* [TASK OBJECTIVE]
Can you convert the items below into a JSON list of strings, with one string for each line and blank lines skipped? Leave the pictures out of your answer.
===== DATA SECTION =====
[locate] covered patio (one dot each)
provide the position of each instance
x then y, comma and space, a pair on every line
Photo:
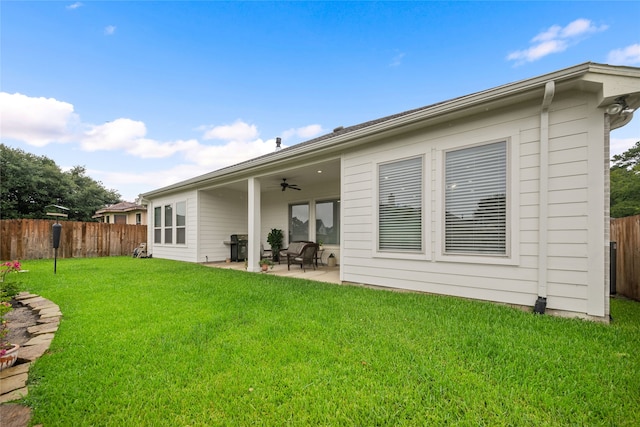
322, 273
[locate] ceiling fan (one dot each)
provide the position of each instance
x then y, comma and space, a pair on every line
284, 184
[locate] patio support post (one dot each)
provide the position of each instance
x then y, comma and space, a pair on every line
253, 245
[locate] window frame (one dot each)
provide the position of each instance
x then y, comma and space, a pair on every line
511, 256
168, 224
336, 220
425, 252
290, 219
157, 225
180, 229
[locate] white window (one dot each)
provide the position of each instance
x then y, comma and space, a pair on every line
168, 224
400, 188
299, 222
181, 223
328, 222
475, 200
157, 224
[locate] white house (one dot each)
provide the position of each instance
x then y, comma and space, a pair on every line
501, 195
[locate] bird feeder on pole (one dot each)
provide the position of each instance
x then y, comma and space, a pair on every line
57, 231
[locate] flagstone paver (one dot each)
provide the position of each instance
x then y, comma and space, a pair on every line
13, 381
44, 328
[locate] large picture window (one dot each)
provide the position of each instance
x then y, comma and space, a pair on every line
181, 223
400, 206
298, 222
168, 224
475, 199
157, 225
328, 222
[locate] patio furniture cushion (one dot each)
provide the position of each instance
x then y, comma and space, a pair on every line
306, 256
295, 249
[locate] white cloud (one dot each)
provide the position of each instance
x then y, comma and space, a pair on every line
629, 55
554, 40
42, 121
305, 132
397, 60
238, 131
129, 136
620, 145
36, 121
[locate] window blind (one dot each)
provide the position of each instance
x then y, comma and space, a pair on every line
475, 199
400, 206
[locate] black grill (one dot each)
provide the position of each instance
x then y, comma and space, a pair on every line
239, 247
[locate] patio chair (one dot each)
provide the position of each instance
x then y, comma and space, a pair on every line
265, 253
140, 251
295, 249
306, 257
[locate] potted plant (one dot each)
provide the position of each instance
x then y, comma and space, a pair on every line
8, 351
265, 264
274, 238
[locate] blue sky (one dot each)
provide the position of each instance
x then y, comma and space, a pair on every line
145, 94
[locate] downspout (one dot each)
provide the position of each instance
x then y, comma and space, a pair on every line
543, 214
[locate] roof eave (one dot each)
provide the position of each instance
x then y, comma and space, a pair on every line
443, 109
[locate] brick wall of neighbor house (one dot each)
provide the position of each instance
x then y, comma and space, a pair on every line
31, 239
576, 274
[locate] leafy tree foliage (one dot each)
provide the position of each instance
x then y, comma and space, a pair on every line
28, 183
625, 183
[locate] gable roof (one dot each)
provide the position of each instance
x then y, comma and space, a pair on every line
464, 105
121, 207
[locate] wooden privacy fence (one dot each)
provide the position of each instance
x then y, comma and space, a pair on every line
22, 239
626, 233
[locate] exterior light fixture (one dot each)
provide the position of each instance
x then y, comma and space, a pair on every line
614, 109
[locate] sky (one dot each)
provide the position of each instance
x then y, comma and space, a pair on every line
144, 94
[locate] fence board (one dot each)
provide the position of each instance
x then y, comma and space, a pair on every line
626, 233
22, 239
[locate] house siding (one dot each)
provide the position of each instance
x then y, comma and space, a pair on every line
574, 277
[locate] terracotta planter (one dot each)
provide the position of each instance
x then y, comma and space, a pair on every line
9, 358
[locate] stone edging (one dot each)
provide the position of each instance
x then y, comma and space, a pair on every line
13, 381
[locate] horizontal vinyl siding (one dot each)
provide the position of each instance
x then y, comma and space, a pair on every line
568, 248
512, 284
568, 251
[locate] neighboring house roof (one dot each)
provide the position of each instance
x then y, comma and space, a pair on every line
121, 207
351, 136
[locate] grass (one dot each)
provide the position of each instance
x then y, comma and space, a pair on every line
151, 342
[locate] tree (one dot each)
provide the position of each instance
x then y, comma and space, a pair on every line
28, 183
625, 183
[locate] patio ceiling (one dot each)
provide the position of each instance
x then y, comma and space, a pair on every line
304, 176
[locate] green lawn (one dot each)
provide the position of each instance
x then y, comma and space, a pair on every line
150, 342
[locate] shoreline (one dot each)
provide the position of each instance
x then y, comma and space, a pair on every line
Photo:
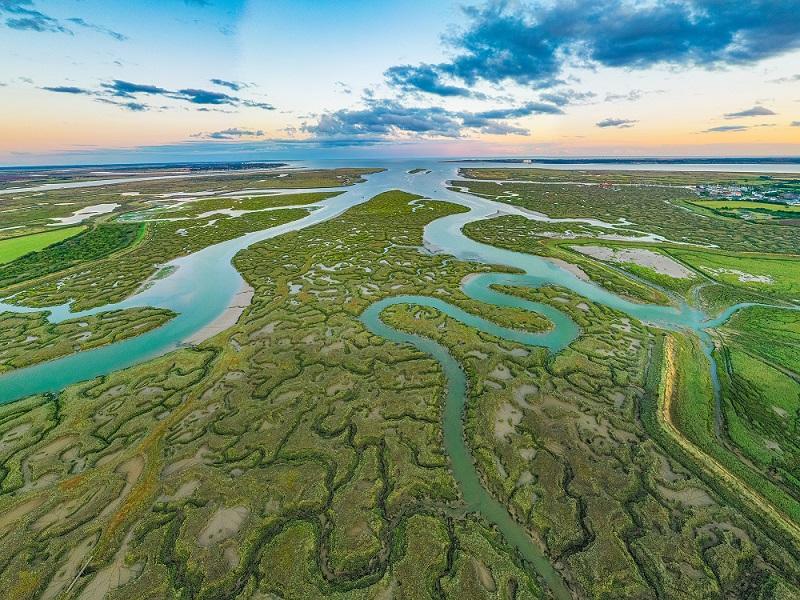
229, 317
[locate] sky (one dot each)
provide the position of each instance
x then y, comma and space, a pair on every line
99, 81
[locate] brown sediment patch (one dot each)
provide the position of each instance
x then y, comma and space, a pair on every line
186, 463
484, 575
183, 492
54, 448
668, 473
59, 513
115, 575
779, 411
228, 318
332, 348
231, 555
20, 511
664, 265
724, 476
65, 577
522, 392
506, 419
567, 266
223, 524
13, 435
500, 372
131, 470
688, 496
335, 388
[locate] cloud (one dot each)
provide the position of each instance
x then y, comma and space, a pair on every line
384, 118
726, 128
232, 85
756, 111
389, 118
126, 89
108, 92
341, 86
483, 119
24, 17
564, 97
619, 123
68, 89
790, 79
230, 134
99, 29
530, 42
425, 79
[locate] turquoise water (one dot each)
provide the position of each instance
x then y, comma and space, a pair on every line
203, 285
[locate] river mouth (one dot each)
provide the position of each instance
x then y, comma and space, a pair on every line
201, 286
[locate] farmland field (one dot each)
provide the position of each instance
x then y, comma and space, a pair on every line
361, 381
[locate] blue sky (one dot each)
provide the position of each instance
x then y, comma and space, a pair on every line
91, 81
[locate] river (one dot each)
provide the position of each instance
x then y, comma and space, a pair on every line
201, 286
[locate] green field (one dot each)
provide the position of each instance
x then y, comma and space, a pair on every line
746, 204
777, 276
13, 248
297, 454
=====
* [ANSWER TO THE PROBLEM]
[
  "[locate] covered patio (one dot each)",
  "provide the position of each instance",
  "x then y, comma and space, a pair on every line",
  "Photo:",
  "322, 273",
  "[locate] ceiling fan (one dot each)",
  "provide the position of each instance",
  "x then y, comma and space, a pair on every line",
  "284, 184",
  "[locate] patio support post (one dot each)",
  "provide the position of each instance",
  "x then y, comma and space, a pair on every line",
  "253, 245",
  "[locate] window frame (one dot each)",
  "provide the position of each instance",
  "x then y, comma and space, a pair on every line",
  "511, 256",
  "168, 224",
  "336, 220",
  "425, 252",
  "290, 219",
  "157, 225",
  "180, 229",
  "[locate] white window (one dot each)",
  "provide the position of each instance",
  "x then y, comma and space, a pair on every line",
  "168, 224",
  "400, 188",
  "299, 222",
  "181, 223",
  "328, 222",
  "475, 200",
  "157, 224",
  "[locate] white house (one dot each)",
  "provide the position of each instance",
  "x then y, comma and space, a pair on every line",
  "501, 195",
  "[locate] bird feeder on pole (one dot each)",
  "provide the position of each instance",
  "x then y, comma and space, a pair on every line",
  "57, 231",
  "[locate] flagstone paver (one dot each)",
  "provide the position of each instance",
  "x then y, comma and space, a pair on every line",
  "13, 381",
  "44, 328",
  "[locate] large picture window (one dot each)",
  "provide the position of each instance",
  "x then y, comma and space, a pair on every line",
  "181, 223",
  "400, 206",
  "298, 222",
  "168, 224",
  "475, 199",
  "157, 225",
  "328, 222",
  "[locate] patio furniture cushion (one dot each)",
  "provide the position of each instance",
  "x then y, comma and space, a pair on every line",
  "306, 256",
  "295, 249",
  "[locate] white cloud (one dot each)",
  "provide the position of each instance",
  "x then y, comma and space, a pair on every line",
  "629, 55",
  "554, 40",
  "42, 121",
  "305, 132",
  "397, 60",
  "238, 131",
  "129, 136",
  "620, 145",
  "36, 121",
  "[locate] window blind (one dot each)",
  "provide the position of each instance",
  "x then y, comma and space, a pair on every line",
  "475, 199",
  "400, 206",
  "[locate] black grill (one dot each)",
  "provide the position of each instance",
  "x then y, comma and space, a pair on every line",
  "239, 247",
  "[locate] patio chair (one dot each)",
  "provide the position of each instance",
  "x then y, comma and space, a pair on every line",
  "265, 253",
  "140, 251",
  "295, 249",
  "306, 257",
  "[locate] potted plant (one dot each)",
  "provide the position of each instance",
  "x then y, comma and space, a pair on every line",
  "8, 351",
  "265, 264",
  "274, 238",
  "[locate] blue sky (one dot each)",
  "provide the position of each instance",
  "x then y, comma and space, a pair on every line",
  "145, 94",
  "[locate] downspout (one dot each)",
  "provide the position of each instance",
  "x then y, comma and space, a pair on every line",
  "543, 214",
  "[locate] roof eave (one dot each)",
  "provide the position of each instance",
  "x then y, comma and space, a pair on every line",
  "443, 109",
  "[locate] brick wall of neighbor house (one dot each)",
  "provide the position of each instance",
  "x then y, comma and space, a pair on every line",
  "31, 239",
  "576, 274",
  "[locate] leafy tree foliage (one dot each)",
  "provide the position of each instance",
  "x then y, comma and space, a pair on every line",
  "28, 183",
  "625, 183",
  "[locate] gable roof (one dot each)",
  "provide the position of each instance",
  "x then y, comma and space, a pair on every line",
  "464, 105",
  "121, 207",
  "[locate] wooden privacy fence (one dot each)",
  "provide the position of each instance",
  "x then y, comma and space, a pair on every line",
  "22, 239",
  "626, 233",
  "[locate] exterior light fixture (one dot each)",
  "provide the position of each instance",
  "x then y, comma and space, a pair on every line",
  "614, 109",
  "[locate] sky (one dot each)",
  "provide the position of each instance",
  "x then y, comma and space, a pair on every line",
  "144, 94",
  "[locate] fence board (one dot each)",
  "provide the position of each instance",
  "x then y, comma and space, a pair on every line",
  "626, 233",
  "22, 239",
  "[locate] house siding (one dot each)",
  "provide the position of each instance",
  "x then y, comma and space, a pair on every line",
  "574, 277",
  "[locate] terracotta planter (one dot each)",
  "provide the position of each instance",
  "x then y, comma and space, a pair on every line",
  "9, 358",
  "[locate] stone edging (one dot each)",
  "provide the position of each instance",
  "x then y, comma and space, a pair on every line",
  "13, 381",
  "[locate] horizontal vinyl siding (one dot each)",
  "provide the position of each instance",
  "x then y, comma and space, a pair on every line",
  "568, 248",
  "512, 284",
  "568, 251",
  "[locate] neighboring house roof (one dot each)",
  "provide the position of each instance",
  "x then y, comma and space, a pair on every line",
  "121, 207",
  "351, 136",
  "[locate] grass (one dot each)",
  "provide the position of each instance",
  "x then y, comma and space, a pair on every line",
  "151, 342",
  "[locate] tree (one dot each)",
  "provide the position of each instance",
  "x then y, comma and space, a pair on every line",
  "28, 183",
  "625, 183",
  "[locate] patio ceiling (one dot each)",
  "provide the position of each instance",
  "x then y, comma and space, a pair on every line",
  "304, 176",
  "[locate] green lawn (one dot each)",
  "provide the position of each instance",
  "x then y, comma and space, a pair on every line",
  "150, 342",
  "[locate] shoreline (one dot each)",
  "provide the position of each instance",
  "x then y, comma and space, a pair on every line",
  "Photo:",
  "229, 317",
  "[locate] sky (one dot each)",
  "provide the position of each instance",
  "x then y, comma and space, a pair on every line",
  "99, 81",
  "[locate] brown sediment patch (one dot each)",
  "provide the position of each instance",
  "x then y, comma and space, a pair on every line",
  "186, 463",
  "484, 575",
  "183, 492",
  "54, 448",
  "668, 473",
  "59, 513",
  "115, 575",
  "779, 411",
  "228, 318",
  "332, 348",
  "231, 555",
  "20, 511",
  "664, 265",
  "724, 476",
  "65, 577",
  "522, 392",
  "506, 419",
  "567, 266",
  "223, 524",
  "13, 435",
  "500, 372",
  "131, 470",
  "688, 496",
  "335, 388",
  "[locate] cloud (one dot each)",
  "provide the position of each instance",
  "x then y, comma and space, a pair on every line",
  "384, 118",
  "726, 128",
  "232, 85",
  "756, 111",
  "389, 118",
  "126, 89",
  "108, 92",
  "341, 86",
  "483, 119",
  "24, 17",
  "564, 97",
  "619, 123",
  "68, 89",
  "790, 79",
  "230, 134",
  "99, 29",
  "530, 42",
  "425, 79",
  "[locate] turquoise water (one dot each)",
  "provide the position of each instance",
  "x then y, comma and space, a pair on every line",
  "203, 285",
  "[locate] river mouth (one dot each)",
  "provide the position of each instance",
  "x then y, comma and space, a pair on every line",
  "201, 286",
  "[locate] farmland field (one dot each)",
  "provide the position of each instance",
  "x then y, comma and space, a pair on every line",
  "361, 381",
  "[locate] blue sky (one dot each)",
  "provide the position of each instance",
  "x then y, comma and space, a pair on every line",
  "91, 81",
  "[locate] river (one dot each)",
  "provide the position of each instance",
  "x then y, comma and space, a pair on every line",
  "201, 286",
  "[locate] green field (one dot each)",
  "provide the position of each instance",
  "x then y, comma and space, a pair on every line",
  "746, 204",
  "777, 276",
  "13, 248",
  "297, 454"
]